▸ **Task to carry out**:
Switch "thickest part" to "widest part" throughout the lines below and keep everything else the same. Leave the pictures out of your answer.

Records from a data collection
──────────────────────────────

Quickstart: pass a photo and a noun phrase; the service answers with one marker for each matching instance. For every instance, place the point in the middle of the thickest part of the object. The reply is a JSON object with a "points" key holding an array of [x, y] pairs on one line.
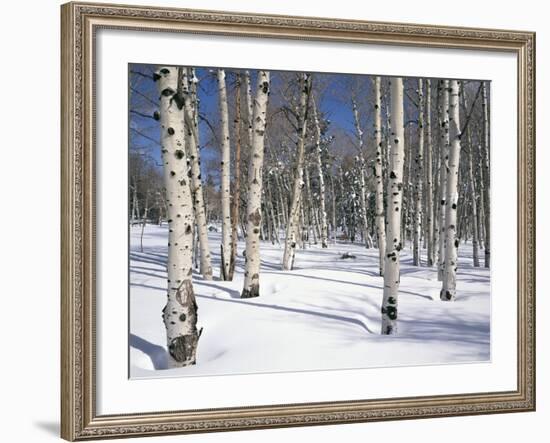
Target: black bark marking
{"points": [[256, 217], [183, 348], [168, 92], [254, 291]]}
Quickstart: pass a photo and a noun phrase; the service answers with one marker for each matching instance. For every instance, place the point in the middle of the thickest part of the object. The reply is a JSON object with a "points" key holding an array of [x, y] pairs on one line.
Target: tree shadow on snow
{"points": [[351, 320], [156, 353], [233, 293]]}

──────────────────────────────

▸ **Task result**:
Quickstart: pass a photo and a noun phrase; the service answers with one marker for each matching instance. For every instance, place the point in the middle of the widest part of the object. The reply is a JSON object with a "points" key holding an array of [x, y] pairs on one line.
Target: black bark marking
{"points": [[256, 217], [183, 348], [168, 92], [254, 291]]}
Quickstart: pass a photo and a noun phrase; the service answers with one marker for each matching instance. For every instance, place the point in the middle of the widest part of the object. The reply is a JSON object with a "points" key holding an array of [x, y] pairs on one line.
Target: tree shadow on snow
{"points": [[351, 320], [156, 353], [233, 293]]}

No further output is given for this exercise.